--- Aim ---
Could you reproduce, word for word, the part of the TCP_DEFER_ACCEPT discussion below that opens with the words containing "Even with DEFER_ACCEPT" and closes with "in ESTABLISHED state."?

--- Text section ---
####################

In  this case, is this retransmit from server and ack from client
necessary? I believe that when client finally sends fourth packet i.e.
data, server socket (currently request_sock) can move into accept
queue and into ESTABLISHED state. So this patch just removes
the syn-ack /ack transmissions in between.


>
> 2. HTTP-kind of protocol: client sends first, server with
> TCP_DEFER_ACCEPT
>
>         Server retransmits before 3WHS to get ACK from
> client. After ACK we keep request_sock because we do not
> want to wakeup listener without data. During TCP_DEFER_ACCEPT
> period nothing is retransmitted because we have ACK from
> client. After TCP_DEFER_ACCEPT period we start retransmissions
> because the server needs such request_socks to become
> child sockets after the TCP_DEFER_ACCEPT period and because
> received ACK is the only way to create child socket.
> Server wants to accept() them.

As I mentioned, if client is sending data first, then the data packet
from client will also cause the creation of child socket.
If server sends the synack again, if client is not ready with data, it
will just send an ack back. This is a needless synack/ack.
On the other hand if client is ready with data, it will send it and
server socket will create child socket if accept queue has space.

Even with DEFER_ACCEPT sockets, if a third ack comes in without data,
it is remembered in inet_rsk(req)->acked. So,
logic is the same. If inet_rsk(req)->acked==1, it means we have
received third ack and client is in ESTABLISHED state.
So why bother resending needless synacks?


> If TCP_DEFER_ACCEPT is
> above sysctl_tcp_synack_retries there are no such
> retransmissions because server does not want to accept()

####################

--- Excerpted records ---

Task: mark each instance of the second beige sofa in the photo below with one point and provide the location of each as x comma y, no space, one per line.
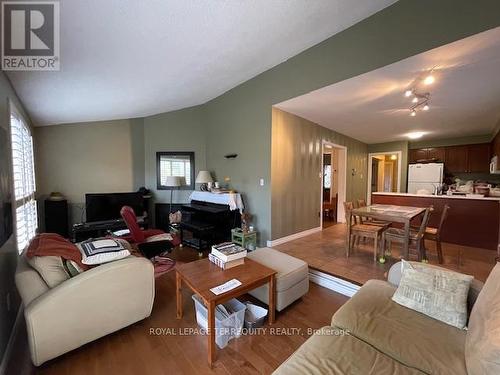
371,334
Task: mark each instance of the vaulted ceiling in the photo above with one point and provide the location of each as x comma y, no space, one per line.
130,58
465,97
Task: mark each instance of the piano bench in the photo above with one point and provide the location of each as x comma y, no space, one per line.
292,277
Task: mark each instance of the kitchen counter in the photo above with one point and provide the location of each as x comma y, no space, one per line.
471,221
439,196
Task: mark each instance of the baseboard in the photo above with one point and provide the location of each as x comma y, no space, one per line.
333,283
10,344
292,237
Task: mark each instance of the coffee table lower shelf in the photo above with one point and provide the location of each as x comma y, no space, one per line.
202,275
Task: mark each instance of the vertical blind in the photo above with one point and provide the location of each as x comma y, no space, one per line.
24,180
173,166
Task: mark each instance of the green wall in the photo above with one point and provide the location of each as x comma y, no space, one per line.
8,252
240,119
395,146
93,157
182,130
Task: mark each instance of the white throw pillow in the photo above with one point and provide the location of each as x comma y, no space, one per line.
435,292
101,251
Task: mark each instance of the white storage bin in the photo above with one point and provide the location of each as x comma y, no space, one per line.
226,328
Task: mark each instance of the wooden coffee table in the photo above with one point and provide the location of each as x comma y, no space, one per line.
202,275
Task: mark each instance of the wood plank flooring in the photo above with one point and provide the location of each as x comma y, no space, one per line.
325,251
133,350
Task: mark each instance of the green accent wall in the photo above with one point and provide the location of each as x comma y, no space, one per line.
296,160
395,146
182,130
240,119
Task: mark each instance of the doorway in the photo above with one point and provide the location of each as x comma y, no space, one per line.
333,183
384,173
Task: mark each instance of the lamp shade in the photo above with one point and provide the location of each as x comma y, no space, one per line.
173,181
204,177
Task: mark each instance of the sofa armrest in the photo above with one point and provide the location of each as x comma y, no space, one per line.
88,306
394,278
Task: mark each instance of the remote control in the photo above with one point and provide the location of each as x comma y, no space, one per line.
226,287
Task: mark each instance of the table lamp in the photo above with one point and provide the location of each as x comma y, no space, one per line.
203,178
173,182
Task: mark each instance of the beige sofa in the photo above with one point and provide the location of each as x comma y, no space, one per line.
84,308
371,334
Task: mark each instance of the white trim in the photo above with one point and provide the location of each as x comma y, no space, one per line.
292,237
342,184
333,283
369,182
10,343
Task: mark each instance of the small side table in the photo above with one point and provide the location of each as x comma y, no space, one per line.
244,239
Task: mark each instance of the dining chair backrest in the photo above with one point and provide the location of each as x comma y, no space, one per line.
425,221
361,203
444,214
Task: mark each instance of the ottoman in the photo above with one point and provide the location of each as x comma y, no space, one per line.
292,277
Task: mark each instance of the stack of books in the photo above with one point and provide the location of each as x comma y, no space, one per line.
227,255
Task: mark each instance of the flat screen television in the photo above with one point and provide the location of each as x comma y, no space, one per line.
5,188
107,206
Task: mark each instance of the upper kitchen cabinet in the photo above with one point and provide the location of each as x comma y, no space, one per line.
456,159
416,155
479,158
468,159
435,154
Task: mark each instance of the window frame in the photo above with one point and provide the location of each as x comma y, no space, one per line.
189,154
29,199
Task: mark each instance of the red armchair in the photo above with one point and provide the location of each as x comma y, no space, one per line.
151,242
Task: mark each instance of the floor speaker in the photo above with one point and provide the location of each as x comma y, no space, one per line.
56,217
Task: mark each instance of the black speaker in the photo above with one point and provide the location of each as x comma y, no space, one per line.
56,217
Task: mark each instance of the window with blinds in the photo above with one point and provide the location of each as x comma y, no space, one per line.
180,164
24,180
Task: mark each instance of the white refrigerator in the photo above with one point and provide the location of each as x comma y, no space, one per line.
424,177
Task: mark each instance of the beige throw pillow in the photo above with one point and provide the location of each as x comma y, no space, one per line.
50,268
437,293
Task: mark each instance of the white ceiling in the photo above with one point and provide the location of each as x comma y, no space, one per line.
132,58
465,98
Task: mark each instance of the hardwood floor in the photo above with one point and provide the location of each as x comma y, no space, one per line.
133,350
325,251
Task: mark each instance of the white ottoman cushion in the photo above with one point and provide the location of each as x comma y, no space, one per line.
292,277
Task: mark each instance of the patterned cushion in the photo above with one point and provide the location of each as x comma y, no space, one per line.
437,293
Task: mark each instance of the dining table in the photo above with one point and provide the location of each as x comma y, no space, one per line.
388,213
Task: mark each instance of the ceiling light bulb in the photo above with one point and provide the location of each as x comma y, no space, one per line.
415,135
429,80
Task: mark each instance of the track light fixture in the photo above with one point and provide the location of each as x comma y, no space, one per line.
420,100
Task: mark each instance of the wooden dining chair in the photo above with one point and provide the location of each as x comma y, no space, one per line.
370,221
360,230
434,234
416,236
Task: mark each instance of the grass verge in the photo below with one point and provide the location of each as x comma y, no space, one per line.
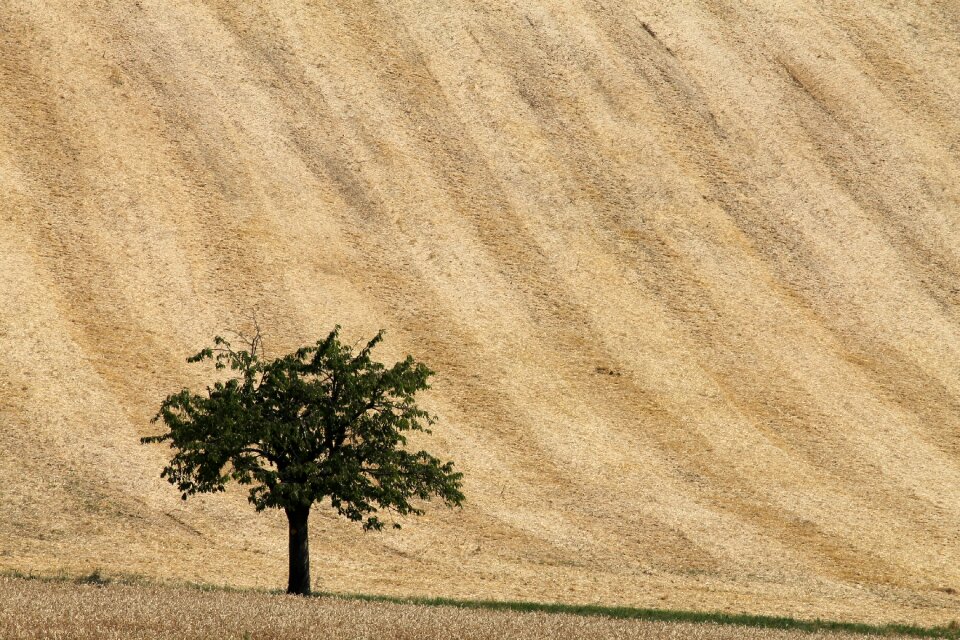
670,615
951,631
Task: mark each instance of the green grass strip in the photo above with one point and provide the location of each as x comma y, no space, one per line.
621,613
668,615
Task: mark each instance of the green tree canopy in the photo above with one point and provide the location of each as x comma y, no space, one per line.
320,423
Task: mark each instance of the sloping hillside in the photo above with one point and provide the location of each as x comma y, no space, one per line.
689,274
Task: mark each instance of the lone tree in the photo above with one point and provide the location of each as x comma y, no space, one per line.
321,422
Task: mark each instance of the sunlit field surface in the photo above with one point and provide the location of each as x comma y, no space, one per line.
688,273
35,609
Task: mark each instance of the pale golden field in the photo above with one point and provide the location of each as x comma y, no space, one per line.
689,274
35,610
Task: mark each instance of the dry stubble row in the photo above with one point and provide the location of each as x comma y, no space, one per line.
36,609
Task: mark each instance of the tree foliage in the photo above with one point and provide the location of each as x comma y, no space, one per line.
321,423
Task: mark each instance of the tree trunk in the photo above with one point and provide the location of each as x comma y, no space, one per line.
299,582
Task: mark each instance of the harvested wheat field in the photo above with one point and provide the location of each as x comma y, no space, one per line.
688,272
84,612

####################

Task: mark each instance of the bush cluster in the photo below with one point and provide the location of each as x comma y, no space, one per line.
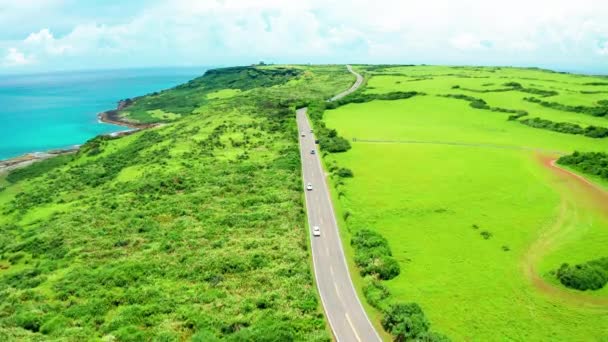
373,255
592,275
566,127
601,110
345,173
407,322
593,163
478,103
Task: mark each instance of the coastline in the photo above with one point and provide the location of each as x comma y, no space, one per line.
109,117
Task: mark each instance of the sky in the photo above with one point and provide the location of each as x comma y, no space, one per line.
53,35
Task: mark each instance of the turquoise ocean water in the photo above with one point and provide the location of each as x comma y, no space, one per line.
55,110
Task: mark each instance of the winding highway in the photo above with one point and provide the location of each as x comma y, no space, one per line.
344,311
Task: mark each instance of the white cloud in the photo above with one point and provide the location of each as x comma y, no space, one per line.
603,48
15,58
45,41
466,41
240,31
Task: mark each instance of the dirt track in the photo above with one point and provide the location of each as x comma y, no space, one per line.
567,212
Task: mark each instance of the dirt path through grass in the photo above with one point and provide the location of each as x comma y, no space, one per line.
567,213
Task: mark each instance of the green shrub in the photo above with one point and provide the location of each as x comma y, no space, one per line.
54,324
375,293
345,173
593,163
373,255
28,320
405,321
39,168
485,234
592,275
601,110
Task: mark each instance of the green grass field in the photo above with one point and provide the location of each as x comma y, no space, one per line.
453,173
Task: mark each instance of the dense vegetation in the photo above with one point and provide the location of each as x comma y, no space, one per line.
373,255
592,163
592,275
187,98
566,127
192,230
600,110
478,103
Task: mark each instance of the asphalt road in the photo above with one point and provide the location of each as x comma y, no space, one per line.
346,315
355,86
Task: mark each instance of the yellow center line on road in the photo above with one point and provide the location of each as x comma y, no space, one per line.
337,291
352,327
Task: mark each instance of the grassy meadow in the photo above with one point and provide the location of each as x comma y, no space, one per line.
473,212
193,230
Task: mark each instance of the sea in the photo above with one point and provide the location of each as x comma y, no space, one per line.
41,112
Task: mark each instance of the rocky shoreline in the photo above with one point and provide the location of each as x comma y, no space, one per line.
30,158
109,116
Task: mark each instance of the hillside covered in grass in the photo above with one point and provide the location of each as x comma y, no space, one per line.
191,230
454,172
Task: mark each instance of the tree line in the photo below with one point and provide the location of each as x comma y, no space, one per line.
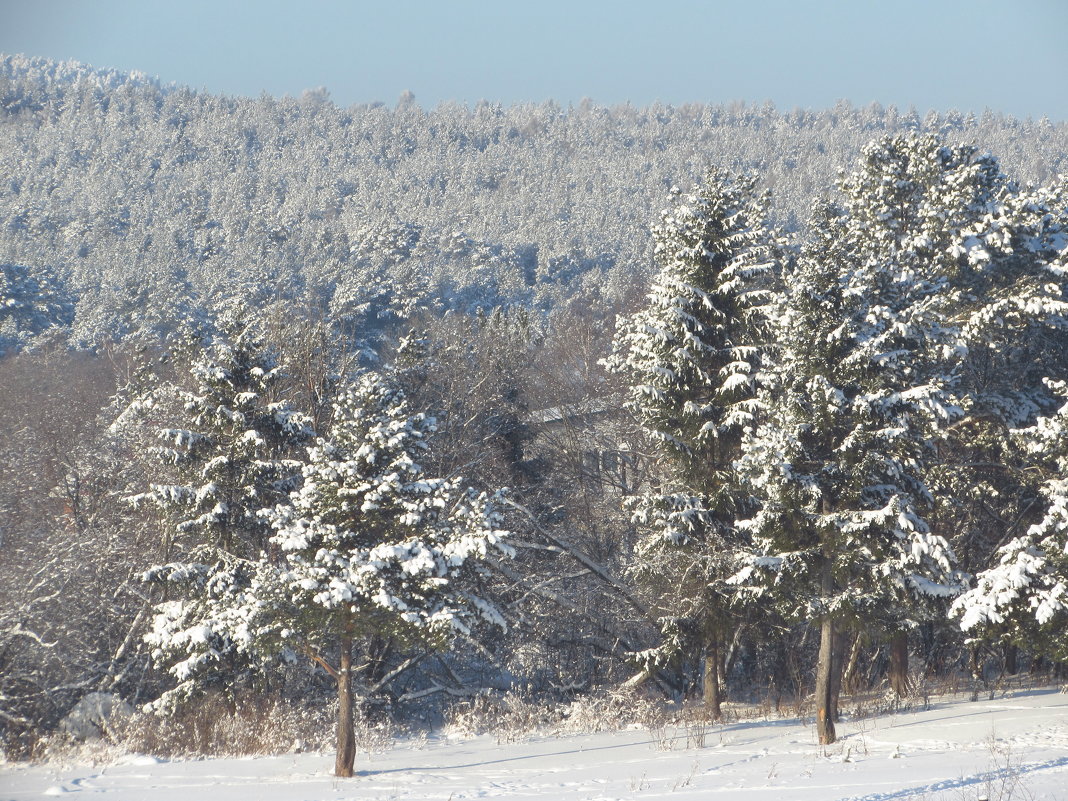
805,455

####################

--- Solution ---
Even with DEFER_ACCEPT sockets, if a third ack comes in without data,
it is remembered in inet_rsk(req)->acked. So,
logic is the same. If inet_rsk(req)->acked==1, it means we have
received third ack and client is in ESTABLISHED state.